#### [What you should do]
Write out all of the lines below, exactly and completely.

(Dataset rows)

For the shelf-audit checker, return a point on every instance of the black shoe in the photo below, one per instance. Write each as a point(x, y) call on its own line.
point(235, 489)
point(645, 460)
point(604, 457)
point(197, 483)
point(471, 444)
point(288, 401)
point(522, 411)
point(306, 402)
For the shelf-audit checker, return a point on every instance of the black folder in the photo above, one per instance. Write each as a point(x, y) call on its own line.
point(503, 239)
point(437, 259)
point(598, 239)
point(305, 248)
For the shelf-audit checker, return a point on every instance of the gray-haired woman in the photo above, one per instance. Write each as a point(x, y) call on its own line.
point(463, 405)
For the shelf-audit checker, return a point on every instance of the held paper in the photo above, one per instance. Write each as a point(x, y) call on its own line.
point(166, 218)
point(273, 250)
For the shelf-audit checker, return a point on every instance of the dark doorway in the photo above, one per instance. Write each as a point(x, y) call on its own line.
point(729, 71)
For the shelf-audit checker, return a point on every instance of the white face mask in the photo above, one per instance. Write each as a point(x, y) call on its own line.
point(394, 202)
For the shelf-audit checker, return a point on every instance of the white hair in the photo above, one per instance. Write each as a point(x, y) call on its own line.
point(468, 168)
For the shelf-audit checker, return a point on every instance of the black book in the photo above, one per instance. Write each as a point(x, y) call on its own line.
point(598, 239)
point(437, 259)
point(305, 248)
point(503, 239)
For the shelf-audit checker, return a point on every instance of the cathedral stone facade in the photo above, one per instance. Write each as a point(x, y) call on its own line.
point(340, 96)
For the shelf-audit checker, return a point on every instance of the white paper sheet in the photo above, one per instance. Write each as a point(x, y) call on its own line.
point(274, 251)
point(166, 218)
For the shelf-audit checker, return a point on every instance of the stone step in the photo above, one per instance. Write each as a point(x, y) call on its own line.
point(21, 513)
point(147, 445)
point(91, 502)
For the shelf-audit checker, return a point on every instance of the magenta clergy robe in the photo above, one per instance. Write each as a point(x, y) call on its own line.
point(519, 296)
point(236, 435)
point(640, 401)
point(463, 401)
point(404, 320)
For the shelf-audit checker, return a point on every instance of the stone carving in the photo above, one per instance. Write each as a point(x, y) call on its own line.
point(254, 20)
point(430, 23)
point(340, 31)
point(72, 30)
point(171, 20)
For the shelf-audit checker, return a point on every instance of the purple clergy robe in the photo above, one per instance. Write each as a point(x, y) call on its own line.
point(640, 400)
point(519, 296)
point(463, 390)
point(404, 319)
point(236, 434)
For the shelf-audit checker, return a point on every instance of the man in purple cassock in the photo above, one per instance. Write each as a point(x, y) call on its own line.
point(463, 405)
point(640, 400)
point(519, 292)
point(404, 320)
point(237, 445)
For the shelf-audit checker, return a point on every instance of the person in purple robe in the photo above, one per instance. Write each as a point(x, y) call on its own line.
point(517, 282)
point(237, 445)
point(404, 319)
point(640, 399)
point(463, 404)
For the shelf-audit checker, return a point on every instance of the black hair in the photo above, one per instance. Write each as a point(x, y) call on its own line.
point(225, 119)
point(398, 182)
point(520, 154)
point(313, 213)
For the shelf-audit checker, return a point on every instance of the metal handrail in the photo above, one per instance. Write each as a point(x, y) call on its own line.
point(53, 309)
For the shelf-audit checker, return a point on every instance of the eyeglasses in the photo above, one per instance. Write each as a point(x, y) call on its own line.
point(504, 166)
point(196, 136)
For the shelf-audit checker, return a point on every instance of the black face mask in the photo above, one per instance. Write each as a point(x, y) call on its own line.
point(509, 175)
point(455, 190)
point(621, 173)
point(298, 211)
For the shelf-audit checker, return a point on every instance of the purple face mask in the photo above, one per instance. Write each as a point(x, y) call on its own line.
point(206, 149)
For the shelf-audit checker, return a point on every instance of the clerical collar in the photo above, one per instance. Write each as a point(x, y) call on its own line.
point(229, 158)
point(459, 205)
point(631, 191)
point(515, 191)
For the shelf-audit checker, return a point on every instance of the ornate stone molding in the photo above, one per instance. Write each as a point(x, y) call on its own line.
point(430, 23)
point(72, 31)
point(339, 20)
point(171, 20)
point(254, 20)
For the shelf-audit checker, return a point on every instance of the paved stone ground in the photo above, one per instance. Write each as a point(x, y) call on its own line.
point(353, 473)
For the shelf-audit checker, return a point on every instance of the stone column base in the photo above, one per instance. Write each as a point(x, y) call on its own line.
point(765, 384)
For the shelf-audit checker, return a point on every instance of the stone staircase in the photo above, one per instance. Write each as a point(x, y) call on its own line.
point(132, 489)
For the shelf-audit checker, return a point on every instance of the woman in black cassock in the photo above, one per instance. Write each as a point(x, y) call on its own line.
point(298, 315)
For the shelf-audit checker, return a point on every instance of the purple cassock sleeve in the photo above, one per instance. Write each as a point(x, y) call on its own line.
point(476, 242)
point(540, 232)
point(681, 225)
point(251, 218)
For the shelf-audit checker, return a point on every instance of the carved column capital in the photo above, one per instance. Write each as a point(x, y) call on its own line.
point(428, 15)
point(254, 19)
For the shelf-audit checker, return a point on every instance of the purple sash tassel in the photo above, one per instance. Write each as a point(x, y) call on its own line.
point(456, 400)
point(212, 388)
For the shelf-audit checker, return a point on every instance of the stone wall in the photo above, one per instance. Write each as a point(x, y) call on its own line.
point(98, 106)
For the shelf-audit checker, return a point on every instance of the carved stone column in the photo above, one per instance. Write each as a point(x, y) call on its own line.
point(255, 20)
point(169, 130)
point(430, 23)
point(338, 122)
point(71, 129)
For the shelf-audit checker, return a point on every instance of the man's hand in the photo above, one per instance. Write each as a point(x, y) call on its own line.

#### [Reply to the exercise]
For the shelf-audit checker, return a point on every instance of the black shoe in the photo below, one per instance. Write each as a point(x, y) call on its own line.
point(235, 489)
point(645, 460)
point(604, 457)
point(197, 483)
point(471, 444)
point(288, 401)
point(522, 411)
point(306, 402)
For the shelf-audit checker, return a point on every instance of the black folder in the photo above, one per instance. Write each as a point(x, y) call on its own line.
point(503, 239)
point(437, 259)
point(598, 239)
point(305, 248)
For the shelf-audit checker, return a point on every instance of the gray-haired woman in the photo above, one per instance. Write each as a point(x, y) call on its own line.
point(463, 405)
For the shelf-audit checker, return a point on every instance of the held paper in the photo above, one per instance. Write each as a point(x, y) call on its own line.
point(166, 218)
point(273, 250)
For the shelf-audit checker, return a point on every instance of the dark doorway in the photo above, one per instance. Write each as a point(x, y) call on its own line.
point(729, 71)
For the shelf-audit checker, return a point on every instance of the white face mask in the photo above, one per instance. Write each as a point(x, y) call on its own line.
point(394, 202)
For the shelf-audit checker, return a point on every instance of the white hair in the photo above, one per instance. Write each as a point(x, y) call on its own line.
point(468, 168)
For the shelf-audit checker, return a point on every instance of the black book in the photo above, one per instance. Write each as a point(x, y) call on its own line.
point(598, 239)
point(437, 259)
point(305, 248)
point(503, 239)
For the shelf-audit checker, return a point on every instance of the cathedral stone facade in the photo above, one per instance. Write each as a point(x, y) call on its own line.
point(340, 96)
For the shelf-audit checker, return a point on every instance of the white paper sheet in the photo above, one per instance. Write each as a point(x, y) call on its own line.
point(274, 251)
point(166, 218)
For the shelf-audit checker, return a point on every instance of the stone step in the photo above, one per instance. Write each as a point(x, y) call on its own line.
point(21, 513)
point(147, 445)
point(91, 502)
For the shelf-audit checker, return a point on every instance of the magenta clergy robe in the photo above, one per instance. Write each as a point(x, y) call on its own line.
point(519, 296)
point(236, 435)
point(640, 401)
point(463, 401)
point(404, 320)
For the shelf-audit checker, return a point on every instance of the stone carving in the photo above, one per instance. Write each as a point(x, y) call on its own line.
point(254, 20)
point(430, 23)
point(340, 31)
point(72, 30)
point(171, 20)
For the shelf-audit checker, return a point on every instance of the purple clergy robe in the photo above, one per instance. Write each as a point(x, y) call on its own line.
point(640, 400)
point(519, 296)
point(463, 390)
point(404, 319)
point(236, 434)
For the shelf-audit checker, return a point on every instance of the man in purple cassock in the photo above, one per instance. Write each as a point(x, y) call on its own line.
point(463, 405)
point(640, 400)
point(519, 292)
point(404, 320)
point(237, 445)
For the shelf-audit checker, return a point on every instance of the person in purple robe in the photo above, one per instance. Write each as a point(x, y) call on its own line.
point(517, 282)
point(237, 445)
point(404, 319)
point(640, 399)
point(463, 404)
For the shelf-audit checker, return a point on every instance of the black hair in the photo above, one per instance. Write each as a point(x, y) call on its own line.
point(225, 119)
point(398, 182)
point(520, 154)
point(313, 213)
For the shelf-audit checker, return a point on every instance of the metal handrail in the photo above, one per instance. Write each as a point(x, y) call on its own line.
point(53, 309)
For the shelf-audit checker, return a point on every instance of the eyeglasses in the photo above, one per instance. Write each as a point(x, y) call on its own line.
point(504, 166)
point(196, 136)
For the shelf-audit checker, return a point on every instance of the black face mask in the photo above, one per instance. Write each as a point(x, y) call on its own line.
point(509, 175)
point(455, 190)
point(621, 173)
point(298, 211)
For the shelf-audit checker, return a point on every instance of the purple face mask in the photo above, one per instance. Write each as a point(x, y) call on its own line.
point(206, 149)
For the shelf-audit checker, return a point on every instance of the clerical collar in the photo above, one per instance. Write each as a point(x, y) call on its own line.
point(229, 158)
point(459, 205)
point(631, 191)
point(515, 191)
For the shelf-audit checker, return a point on every instance of the ornate stone molding in the photo above, one per instance. Write each as a point(x, y) call on its own line.
point(430, 23)
point(72, 31)
point(339, 20)
point(171, 20)
point(254, 20)
For the shelf-audit checker, return a point on every instance of the paved stone ground in the photo above, one per instance. Write each as a point(x, y) call on its own line.
point(353, 473)
For the shelf-audit checker, return a point on every instance of the stone column base in the photo above, one per instance. Write each as a point(x, y) call on its own line.
point(765, 384)
For the shelf-audit checker, return a point on every instance of the stone staircase in the photo above, one per instance. Write each as a point(x, y) call on its own line.
point(132, 489)
For the shelf-audit checker, return a point on every instance of the woman in black cassock in the photo above, one per instance. Write each as a point(x, y) call on its own line.
point(298, 315)
For the shelf-audit checker, return a point on every instance of the purple cassock sleeve in the photo above, one per instance. Write each as a point(x, y) call on its own line.
point(476, 242)
point(540, 232)
point(681, 225)
point(251, 218)
For the shelf-audit checker, return a point on every instance of the carved column capital in the photo above, one per instance. Write each as a point(x, y) call on its own line.
point(428, 15)
point(254, 19)
For the shelf-audit checker, return a point on every instance of the purple sash tassel in the photo above, one per instance. Write each as a point(x, y) call on its own line.
point(456, 400)
point(212, 388)
For the shelf-audit checker, return a point on every instance of the stone wall in the photo above, one per instance. Write each as a point(x, y) call on its own line.
point(98, 106)
For the shelf-audit checker, return a point on every instance of the carved stone column in the photo above, one per instance. Write each as a point(x, y) call on its own line.
point(255, 20)
point(169, 130)
point(430, 23)
point(338, 122)
point(71, 129)
For the shelf-audit checker, return a point on every instance of the man's hand in the photo above, one per instance. Write each as a point(x, y) call on its own line.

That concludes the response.